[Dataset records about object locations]
====

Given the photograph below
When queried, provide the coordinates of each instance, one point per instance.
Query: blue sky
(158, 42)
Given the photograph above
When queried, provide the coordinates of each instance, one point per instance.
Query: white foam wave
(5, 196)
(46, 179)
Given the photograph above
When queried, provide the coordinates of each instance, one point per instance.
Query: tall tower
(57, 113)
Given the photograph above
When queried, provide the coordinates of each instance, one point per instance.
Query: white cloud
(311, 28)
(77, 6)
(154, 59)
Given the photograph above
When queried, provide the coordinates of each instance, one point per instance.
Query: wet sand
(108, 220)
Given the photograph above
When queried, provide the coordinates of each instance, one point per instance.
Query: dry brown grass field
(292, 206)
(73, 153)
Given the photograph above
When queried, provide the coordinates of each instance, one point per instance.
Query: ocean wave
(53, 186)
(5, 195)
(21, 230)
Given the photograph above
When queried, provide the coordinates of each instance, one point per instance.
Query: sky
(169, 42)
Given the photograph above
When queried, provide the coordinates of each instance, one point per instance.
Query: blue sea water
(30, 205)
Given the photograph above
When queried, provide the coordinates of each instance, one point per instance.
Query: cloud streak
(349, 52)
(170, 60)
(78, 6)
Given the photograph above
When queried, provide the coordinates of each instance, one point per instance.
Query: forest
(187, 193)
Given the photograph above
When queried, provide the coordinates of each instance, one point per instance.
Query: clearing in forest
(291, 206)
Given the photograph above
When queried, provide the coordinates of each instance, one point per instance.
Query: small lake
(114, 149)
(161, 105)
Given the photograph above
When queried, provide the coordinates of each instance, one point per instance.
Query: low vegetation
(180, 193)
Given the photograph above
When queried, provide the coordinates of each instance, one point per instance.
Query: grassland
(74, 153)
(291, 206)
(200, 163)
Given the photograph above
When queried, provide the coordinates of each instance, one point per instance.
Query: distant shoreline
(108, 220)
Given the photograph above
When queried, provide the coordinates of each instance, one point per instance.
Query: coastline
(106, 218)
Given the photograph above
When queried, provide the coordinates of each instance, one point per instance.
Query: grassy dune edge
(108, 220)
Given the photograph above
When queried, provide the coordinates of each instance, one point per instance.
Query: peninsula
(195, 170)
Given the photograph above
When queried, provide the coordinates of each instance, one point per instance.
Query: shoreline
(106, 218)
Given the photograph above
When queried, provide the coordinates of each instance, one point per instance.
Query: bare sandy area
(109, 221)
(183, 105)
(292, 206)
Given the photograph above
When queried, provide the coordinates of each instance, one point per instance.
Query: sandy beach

====

Output every entry shown above, exactly.

Given the photograph below
When queried, provide the coordinates of each instance, one point per instance.
Query: blue sky
(158, 42)
Given the photograph above
When queried, provide the coordinates of each instance, one point per instance.
Query: white foam wave
(5, 196)
(46, 179)
Given the photograph above
When queried, provide the coordinates of each instance, one point per instance.
Query: tall tower
(57, 113)
Given the photograph above
When queried, provide the coordinates of each instance, one point per instance.
Query: white cloud
(311, 28)
(77, 6)
(154, 59)
Given the photograph above
When queried, provide the coordinates of each instance, one point per instance.
Query: wet sand
(108, 220)
Given the photograph above
When queried, provide the coordinates of each instance, one point per instance.
Query: dry brown grass field
(292, 206)
(73, 153)
Given the photograph above
When queried, provide the coordinates of each instance, one point per instance.
Query: ocean wave
(53, 186)
(5, 195)
(21, 230)
Given the photograph above
When queried, provide the coordinates of each instance, one point per instance.
Query: sky
(169, 42)
Given the photograph above
When queried, provide the coordinates of each instance, one point per instance.
Query: blue sea water
(30, 205)
Given the photograph above
When queried, provide the coordinates of each instance, one point per instance.
Query: cloud streak
(349, 52)
(170, 60)
(78, 6)
Given the photograph above
When queried, provide the coordinates of each instance, one point per instance.
Query: forest
(187, 193)
Given the photograph above
When queried, provide the coordinates of each instance, one point per instance.
Query: clearing in forest
(291, 206)
Given the photograph above
When queried, provide the coordinates of each instance, one point per instance.
Query: small lake
(114, 149)
(161, 105)
Given the photograph above
When queried, provide the coordinates of each instance, one point per instance.
Query: low vegetation
(180, 193)
Given the photograph above
When queried, provide the coordinates of each instance, one point per instance.
Query: grassland
(74, 153)
(291, 206)
(200, 163)
Given the photograph above
When queried, provide the coordinates of each instance, one point per instance.
Query: distant shoreline
(108, 220)
Given the photograph above
When queried, provide the coordinates of each instance, one point per instance.
Query: coastline
(106, 218)
Given the photograph above
When queried, provide the coordinates of each instance, one point per instance.
Query: grassy dune edge
(108, 220)
Given the photograph above
When queried, provide the coordinates of each instance, one point per instance.
Query: peninsula
(195, 170)
Given the photograph above
When queried, provide the coordinates of each instance, one point per instance.
Query: shoreline
(106, 218)
Given the photograph above
When queried, provide the coordinates of each instance, one point per instance.
Query: bare sandy area
(109, 221)
(183, 105)
(292, 206)
Given the photograph above
When queried, provide the coordinates of each instance, one point per instance.
Query: sandy beach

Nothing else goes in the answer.